Arbeitsanweisungen =
(1) Schreiben Sie aus dem Text über die Postbootfahrt den Abschnitt zwischen „In den Marlborough Sounds leben“ und „ein Zuhause vorzustellen.“ ab, beide Stellen eingeschlossen.
(2) Beantworten Sie die folgenden Fragen zum Text über die Postbootfahrt.
(a) Wie oft legt das Boot an diesem Tag an?
(b) Wie viele Bücher hat David Rawson in den Marlborough Sounds geschrieben?
(c) Wie lange legt das Boot am Ship Cove an?

Vorliegender Text =
• • •
Der reicht einen leeren Sack durch das Fenster und bekommt von Matt ein volles Leinensäckchen mit Namen der Familie und des Bays, also der Adresse, mit Post gefüllt zurück . Danach greift er in ein Regal unter sich und zieht eine schwarze Box heraus in der Hundeknochen liegen. “Möchtest du Flap füttern?”, fragt mich Matt. “Klar, warum nicht? Ich liebe Hunde.”, erwidere ich. Matt lacht. “Flap ist kein Hund.” Ein schwarzes Schwein kommt gemächlich den Steg entlang gelaufen, direkt auf Matts Fenster zu. Ich gebe dem Schwein zwei Knochen, Flap kaut genüsslich, produziert Unmengen an Speichel und schaut uns traurig hinterher, als wir wieder ablegen.
Fünfzehnmal legen wir heute an. Manchmal wird nur ein kurzes ‘Hallo’ ausgetauscht, doch öfters führt Matt eine längere Unterhaltung mit den Menschen am Steg. Er ist der einzige Kontakt zur Außenwelt. Es geht in den drei Minuten um das Wetter, den Wind, Muscheln am Steg oder wie es der Ziege geht. Wenn immer ein Hund dabei ist, holt Matt seine obligatorischen Knochen aus seiner schwarzen Box. “Ich bin oft der einzige Mensch, den sie am Tag oder in der Woche sehen. Natürlich will sich da der ein oder andere ein bisschen länger unterhalten. Das freut mich auch.”
In den Marlborough Sounds leben auch kreative Menschen, wie David Rawson. Der Schriftsteller wohnt schon viele Jahre in den Marlborough Sounds. Sechs Bücher hat er hier geschrieben. Er wohnt ganz allein mit seinen zwei Katzen in einem Haus am Meer. Ein echter Eigenbrötler. Hier findet er seine Ruhe und Inspiration. Matt kann zu jedem Haus und den Bewohnern eine kleine Geschichte erzählen. Die drei Minuten läppern sich. Auf die Frage, warum die Menschen hier abgeschieden am Ende der Welt wohnen, kann er nur die Augen verdrehen, mit den Schultern zucken und den Kopf schütteln. Ich muss sagen, es fällt mir gerade schwer, mir einen schöneren Ort für ein Zuhause vorzustellen.
Es ist Samstag und wir fahren mit dem Mail Boat eine kleine Extrarunde aufs offene Meer hinaus an der Long Island und der Motuara Island, einem Vogelschutzgebiet, vorbei. Am Ship Cove legen wir 20 Minuten an und laufen zum Strand. Hier legte am 16. Januar 1770 die Endeavour unter dem Lieutenant James Cook an, wo sie von den Maori begrüßt wurde. Am Ship Cove beginnt auch einer der Great Walks von Neuseeland, der Queen Charlotte Track. Die Sonne steht tief und das Meer glitzert an der Küste der grünen Felsen. Kein Haus spitzt mehr zwischen grünen Tannen hervor. Die Arbeit ist für heute getan, Matt sitzt auf seinem Stuhl, einen Kaffe in der Hand, und steuert das Boot zielsicher Richtung Heimat.
• • •
Bereitgestelltes Material =
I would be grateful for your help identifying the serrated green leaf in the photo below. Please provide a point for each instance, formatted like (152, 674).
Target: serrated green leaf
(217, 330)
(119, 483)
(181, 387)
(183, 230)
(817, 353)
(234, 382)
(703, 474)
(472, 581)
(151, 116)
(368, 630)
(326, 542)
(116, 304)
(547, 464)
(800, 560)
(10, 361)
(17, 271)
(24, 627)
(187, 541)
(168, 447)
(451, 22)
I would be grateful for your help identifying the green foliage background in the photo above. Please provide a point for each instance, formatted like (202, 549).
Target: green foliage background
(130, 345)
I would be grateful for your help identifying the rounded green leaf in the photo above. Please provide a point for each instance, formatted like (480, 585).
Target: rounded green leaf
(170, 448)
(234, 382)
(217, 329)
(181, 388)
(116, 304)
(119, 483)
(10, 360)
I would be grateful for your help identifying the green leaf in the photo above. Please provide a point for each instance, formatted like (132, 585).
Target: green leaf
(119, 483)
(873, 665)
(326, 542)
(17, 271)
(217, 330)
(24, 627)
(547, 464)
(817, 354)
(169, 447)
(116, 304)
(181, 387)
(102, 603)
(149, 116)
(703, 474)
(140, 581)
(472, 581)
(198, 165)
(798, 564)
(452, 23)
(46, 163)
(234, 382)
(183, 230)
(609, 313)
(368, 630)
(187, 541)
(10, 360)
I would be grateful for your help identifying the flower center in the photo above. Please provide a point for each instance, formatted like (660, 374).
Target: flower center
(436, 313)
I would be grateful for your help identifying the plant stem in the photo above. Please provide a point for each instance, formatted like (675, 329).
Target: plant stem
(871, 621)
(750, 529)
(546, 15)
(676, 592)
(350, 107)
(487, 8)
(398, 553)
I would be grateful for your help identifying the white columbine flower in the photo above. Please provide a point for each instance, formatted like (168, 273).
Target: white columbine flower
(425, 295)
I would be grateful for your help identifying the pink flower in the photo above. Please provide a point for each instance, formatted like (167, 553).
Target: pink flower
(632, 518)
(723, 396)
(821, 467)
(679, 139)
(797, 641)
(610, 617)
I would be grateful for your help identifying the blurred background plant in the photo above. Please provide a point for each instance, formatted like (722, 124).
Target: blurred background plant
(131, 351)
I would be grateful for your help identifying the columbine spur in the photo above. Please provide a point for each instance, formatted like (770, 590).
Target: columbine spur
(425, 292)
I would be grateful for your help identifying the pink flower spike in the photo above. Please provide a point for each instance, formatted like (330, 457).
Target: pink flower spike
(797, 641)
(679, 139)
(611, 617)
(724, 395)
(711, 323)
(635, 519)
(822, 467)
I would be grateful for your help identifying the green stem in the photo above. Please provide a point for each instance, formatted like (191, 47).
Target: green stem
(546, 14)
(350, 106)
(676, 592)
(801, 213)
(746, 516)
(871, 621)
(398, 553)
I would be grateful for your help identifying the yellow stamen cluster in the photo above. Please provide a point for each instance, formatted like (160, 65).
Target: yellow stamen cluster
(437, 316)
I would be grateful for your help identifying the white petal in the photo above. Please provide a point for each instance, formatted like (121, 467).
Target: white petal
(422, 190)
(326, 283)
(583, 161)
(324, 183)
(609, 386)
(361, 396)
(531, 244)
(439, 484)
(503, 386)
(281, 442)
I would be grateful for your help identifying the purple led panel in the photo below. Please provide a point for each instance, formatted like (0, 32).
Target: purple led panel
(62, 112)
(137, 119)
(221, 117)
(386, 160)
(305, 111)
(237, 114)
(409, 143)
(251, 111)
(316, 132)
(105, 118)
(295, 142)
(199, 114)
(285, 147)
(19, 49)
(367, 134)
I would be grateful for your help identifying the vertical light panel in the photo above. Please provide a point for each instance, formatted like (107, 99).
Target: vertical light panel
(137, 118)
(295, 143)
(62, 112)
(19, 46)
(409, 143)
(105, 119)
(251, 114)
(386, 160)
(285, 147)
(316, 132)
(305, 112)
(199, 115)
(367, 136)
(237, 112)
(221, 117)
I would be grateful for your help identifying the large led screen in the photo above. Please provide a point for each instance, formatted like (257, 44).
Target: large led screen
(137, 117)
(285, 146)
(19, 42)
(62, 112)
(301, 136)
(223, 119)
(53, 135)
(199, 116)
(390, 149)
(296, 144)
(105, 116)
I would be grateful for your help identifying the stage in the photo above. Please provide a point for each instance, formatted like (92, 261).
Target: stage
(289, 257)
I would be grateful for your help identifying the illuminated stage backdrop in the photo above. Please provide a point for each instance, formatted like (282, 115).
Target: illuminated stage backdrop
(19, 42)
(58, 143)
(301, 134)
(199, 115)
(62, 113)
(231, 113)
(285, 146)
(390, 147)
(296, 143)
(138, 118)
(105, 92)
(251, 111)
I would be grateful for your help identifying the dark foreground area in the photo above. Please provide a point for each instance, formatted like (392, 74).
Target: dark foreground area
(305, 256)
• • •
Erwartete Antworten =
(1)
In den Marlborough Sounds leben auch kreative Menschen, wie David Rawson. Der Schriftsteller wohnt schon viele Jahre in den Marlborough Sounds. Sechs Bücher hat er hier geschrieben. Er wohnt ganz allein mit seinen zwei Katzen in einem Haus am Meer. Ein echter Eigenbrötler. Hier findet er seine Ruhe und Inspiration. Matt kann zu jedem Haus und den Bewohnern eine kleine Geschichte erzählen. Die drei Minuten läppern sich. Auf die Frage, warum die Menschen hier abgeschieden am Ende der Welt wohnen, kann er nur die Augen verdrehen, mit den Schultern zucken und den Kopf schütteln. Ich muss sagen, es fällt mir gerade schwer, mir einen schöneren Ort für ein Zuhause vorzustellen.

(2)
(a) Fünfzehnmal.
(b) Sechs Bücher.
(c) 20 Minuten.